Count the lines in the entries below that contain the word "white" and give only that number.

**RECORDED INFORMATION**
◆ ◆ ◆ ◆ ◆ ◆ ◆
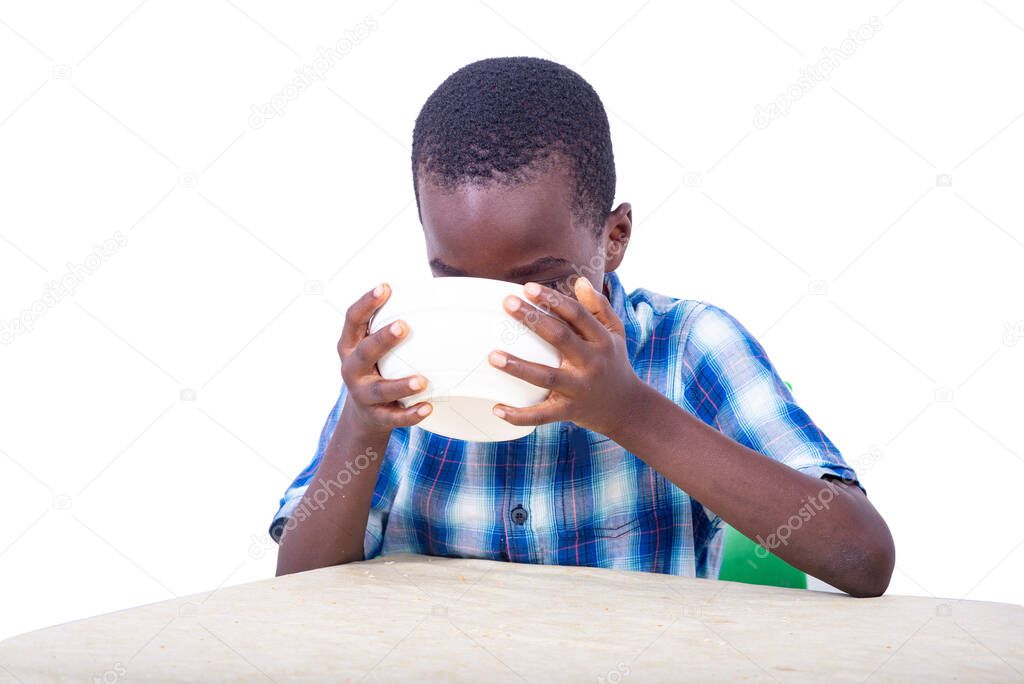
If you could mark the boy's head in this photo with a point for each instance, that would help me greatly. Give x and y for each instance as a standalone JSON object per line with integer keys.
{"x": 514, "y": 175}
◆ ◆ ◆ ◆ ◆ ◆ ◆
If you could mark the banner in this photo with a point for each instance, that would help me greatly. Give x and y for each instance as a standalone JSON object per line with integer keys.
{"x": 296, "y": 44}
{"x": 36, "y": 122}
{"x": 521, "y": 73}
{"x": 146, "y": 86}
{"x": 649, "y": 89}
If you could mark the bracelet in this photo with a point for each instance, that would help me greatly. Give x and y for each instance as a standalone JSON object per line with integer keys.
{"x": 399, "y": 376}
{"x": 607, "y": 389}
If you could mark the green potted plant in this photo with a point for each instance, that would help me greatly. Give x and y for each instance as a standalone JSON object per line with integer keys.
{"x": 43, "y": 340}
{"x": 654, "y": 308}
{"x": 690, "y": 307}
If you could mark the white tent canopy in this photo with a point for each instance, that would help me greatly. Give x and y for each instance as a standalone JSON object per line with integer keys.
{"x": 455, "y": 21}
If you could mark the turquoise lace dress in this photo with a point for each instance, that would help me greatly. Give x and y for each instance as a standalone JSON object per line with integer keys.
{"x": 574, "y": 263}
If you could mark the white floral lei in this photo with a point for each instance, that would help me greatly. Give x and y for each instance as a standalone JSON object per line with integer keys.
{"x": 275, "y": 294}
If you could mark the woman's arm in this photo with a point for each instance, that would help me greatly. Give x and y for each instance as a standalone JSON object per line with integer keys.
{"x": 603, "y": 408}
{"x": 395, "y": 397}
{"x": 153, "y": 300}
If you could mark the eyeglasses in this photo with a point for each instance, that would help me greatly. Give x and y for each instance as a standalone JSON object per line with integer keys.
◆ ◆ ◆ ◆ ◆ ◆ ◆
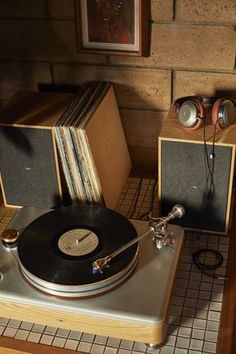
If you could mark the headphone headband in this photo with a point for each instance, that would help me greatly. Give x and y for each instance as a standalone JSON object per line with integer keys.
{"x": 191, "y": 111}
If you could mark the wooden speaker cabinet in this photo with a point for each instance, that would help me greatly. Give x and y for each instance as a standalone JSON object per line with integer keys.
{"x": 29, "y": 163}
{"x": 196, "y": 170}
◆ ◆ ◆ ◆ ◆ ◆ ◆
**TASK RESULT**
2